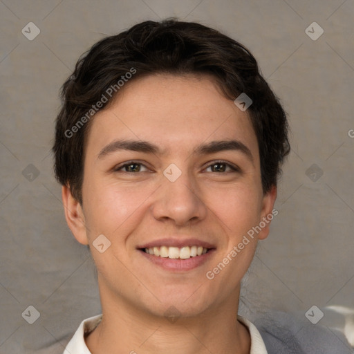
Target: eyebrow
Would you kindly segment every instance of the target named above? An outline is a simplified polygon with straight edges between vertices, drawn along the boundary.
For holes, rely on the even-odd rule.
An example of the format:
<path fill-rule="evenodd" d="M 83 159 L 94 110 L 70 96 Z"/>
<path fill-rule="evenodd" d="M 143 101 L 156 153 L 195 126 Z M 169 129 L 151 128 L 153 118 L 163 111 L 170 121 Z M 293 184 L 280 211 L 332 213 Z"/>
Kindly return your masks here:
<path fill-rule="evenodd" d="M 119 150 L 131 150 L 147 153 L 162 154 L 162 151 L 157 146 L 143 140 L 114 140 L 106 145 L 99 153 L 97 159 L 103 158 Z M 243 153 L 253 163 L 253 156 L 251 151 L 245 144 L 239 140 L 216 140 L 196 147 L 193 153 L 195 154 L 207 155 L 217 152 L 234 150 Z"/>

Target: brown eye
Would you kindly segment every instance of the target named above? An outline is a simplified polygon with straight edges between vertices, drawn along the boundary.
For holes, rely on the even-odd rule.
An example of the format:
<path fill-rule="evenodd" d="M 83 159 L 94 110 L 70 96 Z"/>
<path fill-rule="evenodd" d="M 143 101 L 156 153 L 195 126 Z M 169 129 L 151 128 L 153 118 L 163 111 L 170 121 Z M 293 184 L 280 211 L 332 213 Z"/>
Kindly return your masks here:
<path fill-rule="evenodd" d="M 139 172 L 140 171 L 140 165 L 138 163 L 126 165 L 124 167 L 125 167 L 126 172 Z"/>
<path fill-rule="evenodd" d="M 239 169 L 236 167 L 234 167 L 231 165 L 224 162 L 223 161 L 216 161 L 209 165 L 206 169 L 207 172 L 216 173 L 236 172 L 239 171 Z"/>
<path fill-rule="evenodd" d="M 212 172 L 225 172 L 226 170 L 226 164 L 220 162 L 214 163 L 210 165 L 210 168 Z"/>
<path fill-rule="evenodd" d="M 122 165 L 121 166 L 117 167 L 115 171 L 116 172 L 131 172 L 131 173 L 137 173 L 137 172 L 144 172 L 145 171 L 149 171 L 149 169 L 142 165 L 142 163 L 130 162 L 128 163 L 125 163 Z"/>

▬▬▬▬▬▬▬▬▬▬

» **What to produce**
Can you output every line of the rows above as a JSON list of strings, one string per line, with blank lines skipped and the picture left out?

» **Result**
[
  "Target: eyebrow",
  "Would you kindly segment every instance of the target named above? An outline is a simplified polygon with straight edges between vertices, drawn along the boundary.",
  "For holes, rely on the even-odd rule.",
  "An example of the format:",
  "<path fill-rule=\"evenodd\" d=\"M 83 159 L 94 110 L 70 96 Z\"/>",
  "<path fill-rule=\"evenodd\" d=\"M 143 101 L 156 153 L 195 126 Z M 169 129 L 151 128 L 153 118 L 163 111 L 170 121 Z M 293 184 L 280 211 L 332 213 Z\"/>",
  "Kindly return your masks here:",
  "<path fill-rule=\"evenodd\" d=\"M 119 150 L 131 150 L 147 153 L 162 154 L 162 151 L 157 146 L 143 140 L 114 140 L 106 145 L 99 153 L 97 159 L 103 158 Z M 243 153 L 253 163 L 253 156 L 251 151 L 245 144 L 239 140 L 216 140 L 196 147 L 193 153 L 195 154 L 207 155 L 217 152 L 234 150 Z\"/>",
  "Target: brown eye",
  "Would you kindly segment every instance of the target named above? An outline is a simplified polygon with straight edges between vertices, drawn along the boundary.",
  "For holes, rely on the even-odd rule.",
  "An example of the format:",
  "<path fill-rule=\"evenodd\" d=\"M 83 159 L 94 110 L 70 96 Z\"/>",
  "<path fill-rule=\"evenodd\" d=\"M 143 101 L 156 153 L 195 126 Z M 169 129 L 151 128 L 153 118 L 163 111 L 170 121 Z M 293 184 L 280 211 L 332 213 Z\"/>",
  "Kindly return your masks here:",
  "<path fill-rule=\"evenodd\" d=\"M 139 172 L 140 171 L 140 165 L 138 163 L 126 165 L 124 167 L 125 167 L 126 172 Z\"/>",
  "<path fill-rule=\"evenodd\" d=\"M 239 169 L 236 167 L 234 167 L 231 165 L 224 162 L 223 161 L 216 161 L 209 165 L 206 169 L 207 172 L 216 173 L 236 172 L 239 171 Z\"/>",
  "<path fill-rule=\"evenodd\" d=\"M 212 172 L 225 172 L 226 170 L 226 164 L 220 162 L 214 163 L 210 165 L 210 168 Z\"/>",
  "<path fill-rule=\"evenodd\" d=\"M 122 165 L 121 166 L 117 167 L 115 171 L 116 172 L 131 172 L 131 173 L 137 173 L 137 172 L 144 172 L 145 171 L 149 171 L 149 169 L 142 165 L 142 163 L 130 162 L 128 163 L 125 163 Z\"/>"
]